*** Opening PASSAGE PROVIDED ***
1. What is the focus of your research?
I am fascinated, aesthetically and intellectually, with freshwater aquatic communities, particularly in the western deserts and mountains of North America. I am interested in examining how movement patterns can influence how species affect their ecosystems. Currently, I am investigating the ecological role of Desert and Sonoran suckers in streams of the Southwestern US. My current research suggests that the Sonoran Sucker (Catostomus insignis) has strong influences on the distribution and abundance of major resources (detritus, algae, invertebrates) in stream food webs, but the extent and importance of these effects are only now being discovered. Despite the fact that the Sonoran Sucker currently is one of the most abundant fish in the southwest, we know relatively little about its basic biology. My research integrates new technology to track fish movements (using automated fish detection systems) with field experiments measuring the effects of fish feeding on stream characteristics like water clarity and algae/invertebrate abundance. I have observed strong linkages between fish activity and water clarity, as well as the modification of the stream bottom as fish dig in the gravel and sand as they feed. In addition, my data suggest that suckers regularly move significant distances within the stream, implying that conservation efforts must preserve large sections of streams to be effective. Understanding the role this important species will provide a stronger impetus to properly manage and conserve the fishes of the southwest, not only for their inherent worth, but for the services they provide to their native habitats.
*** Closing PASSAGE PROVIDED ***
*** Opening DATASET ***
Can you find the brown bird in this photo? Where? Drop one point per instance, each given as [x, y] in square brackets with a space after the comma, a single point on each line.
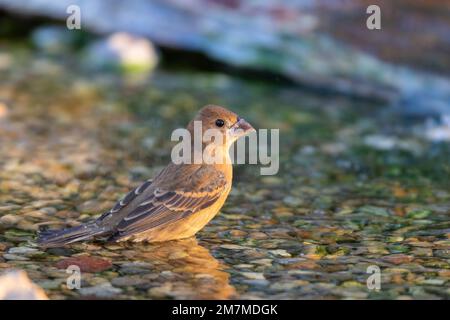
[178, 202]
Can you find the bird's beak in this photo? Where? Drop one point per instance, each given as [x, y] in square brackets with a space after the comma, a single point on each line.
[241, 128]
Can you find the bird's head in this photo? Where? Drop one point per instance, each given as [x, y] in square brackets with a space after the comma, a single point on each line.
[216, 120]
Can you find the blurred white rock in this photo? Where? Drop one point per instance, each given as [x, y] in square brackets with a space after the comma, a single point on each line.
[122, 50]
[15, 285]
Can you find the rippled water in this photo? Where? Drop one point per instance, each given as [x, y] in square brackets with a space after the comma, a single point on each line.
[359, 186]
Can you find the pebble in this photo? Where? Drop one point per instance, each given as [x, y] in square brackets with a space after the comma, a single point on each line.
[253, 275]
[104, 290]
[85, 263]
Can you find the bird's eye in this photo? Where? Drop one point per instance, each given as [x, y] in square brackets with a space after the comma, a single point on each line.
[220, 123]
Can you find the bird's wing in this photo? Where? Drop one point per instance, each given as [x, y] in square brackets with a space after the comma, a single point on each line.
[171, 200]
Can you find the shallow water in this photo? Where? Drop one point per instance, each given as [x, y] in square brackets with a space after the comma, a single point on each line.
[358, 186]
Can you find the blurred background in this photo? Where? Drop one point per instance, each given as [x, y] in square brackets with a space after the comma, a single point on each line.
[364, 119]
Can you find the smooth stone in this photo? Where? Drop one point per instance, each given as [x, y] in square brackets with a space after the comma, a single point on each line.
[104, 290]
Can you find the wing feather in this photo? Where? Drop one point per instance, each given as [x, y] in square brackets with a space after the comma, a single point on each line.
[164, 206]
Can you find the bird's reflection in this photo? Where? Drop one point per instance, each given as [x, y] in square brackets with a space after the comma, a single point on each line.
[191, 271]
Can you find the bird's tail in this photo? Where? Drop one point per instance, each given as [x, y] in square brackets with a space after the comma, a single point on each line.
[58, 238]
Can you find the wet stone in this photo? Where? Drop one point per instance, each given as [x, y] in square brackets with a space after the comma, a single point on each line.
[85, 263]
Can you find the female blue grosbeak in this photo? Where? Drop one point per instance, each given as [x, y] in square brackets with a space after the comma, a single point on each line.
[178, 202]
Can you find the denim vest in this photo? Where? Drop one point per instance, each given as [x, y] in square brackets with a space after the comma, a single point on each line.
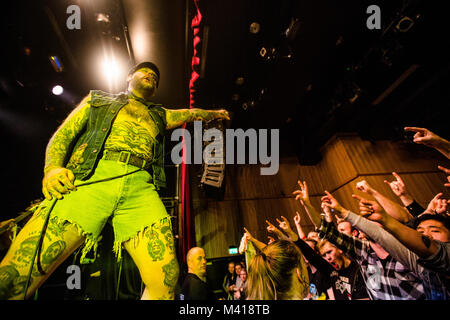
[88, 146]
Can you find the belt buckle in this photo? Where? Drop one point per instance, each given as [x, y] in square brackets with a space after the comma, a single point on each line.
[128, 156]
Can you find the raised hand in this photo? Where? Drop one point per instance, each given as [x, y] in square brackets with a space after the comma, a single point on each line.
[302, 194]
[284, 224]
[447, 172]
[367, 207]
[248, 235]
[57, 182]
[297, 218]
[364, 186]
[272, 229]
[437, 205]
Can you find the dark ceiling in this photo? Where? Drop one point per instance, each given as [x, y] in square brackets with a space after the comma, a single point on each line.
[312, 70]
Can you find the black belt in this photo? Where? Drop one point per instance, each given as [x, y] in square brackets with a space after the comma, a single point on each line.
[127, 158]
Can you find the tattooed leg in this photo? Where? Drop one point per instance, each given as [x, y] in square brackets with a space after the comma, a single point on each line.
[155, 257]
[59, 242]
*** Closing DATASET ***
*** Opening DATASET ***
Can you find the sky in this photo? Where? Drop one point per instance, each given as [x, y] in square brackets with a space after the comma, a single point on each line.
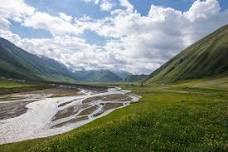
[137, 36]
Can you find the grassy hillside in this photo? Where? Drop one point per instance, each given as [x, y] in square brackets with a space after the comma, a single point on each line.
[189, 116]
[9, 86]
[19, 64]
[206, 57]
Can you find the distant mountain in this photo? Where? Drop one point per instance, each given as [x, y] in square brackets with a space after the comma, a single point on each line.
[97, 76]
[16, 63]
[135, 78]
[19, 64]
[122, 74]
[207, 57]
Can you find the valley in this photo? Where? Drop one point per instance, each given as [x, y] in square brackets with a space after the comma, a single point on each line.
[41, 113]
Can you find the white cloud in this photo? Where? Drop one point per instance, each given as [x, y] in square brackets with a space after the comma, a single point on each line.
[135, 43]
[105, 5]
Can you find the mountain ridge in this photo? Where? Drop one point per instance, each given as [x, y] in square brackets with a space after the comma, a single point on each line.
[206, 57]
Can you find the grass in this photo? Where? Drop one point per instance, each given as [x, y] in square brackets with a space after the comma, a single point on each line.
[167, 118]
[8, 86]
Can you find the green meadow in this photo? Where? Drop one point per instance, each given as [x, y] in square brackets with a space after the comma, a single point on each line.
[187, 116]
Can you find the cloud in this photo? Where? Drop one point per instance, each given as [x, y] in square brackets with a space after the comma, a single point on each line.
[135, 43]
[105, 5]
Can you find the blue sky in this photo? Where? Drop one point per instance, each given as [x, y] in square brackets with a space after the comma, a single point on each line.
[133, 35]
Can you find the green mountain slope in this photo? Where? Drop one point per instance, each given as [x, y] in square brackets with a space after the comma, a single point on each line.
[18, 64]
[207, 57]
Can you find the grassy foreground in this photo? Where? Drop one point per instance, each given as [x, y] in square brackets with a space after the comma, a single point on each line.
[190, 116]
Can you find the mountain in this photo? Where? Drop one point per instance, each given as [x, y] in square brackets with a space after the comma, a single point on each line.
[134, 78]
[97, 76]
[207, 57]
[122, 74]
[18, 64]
*** Closing DATASET ***
> **THE TASK**
Please answer these questions from the research passage above:
(a) In which regions are the freshwater aquatic communities that particularly interest the researcher?
(b) What is used to track fish movements?
(c) According to the data, what must conservation efforts preserve to be effective?

> **ANSWER**
(a) The western deserts and mountains of North America.
(b) Automated fish detection systems.
(c) Large sections of streams.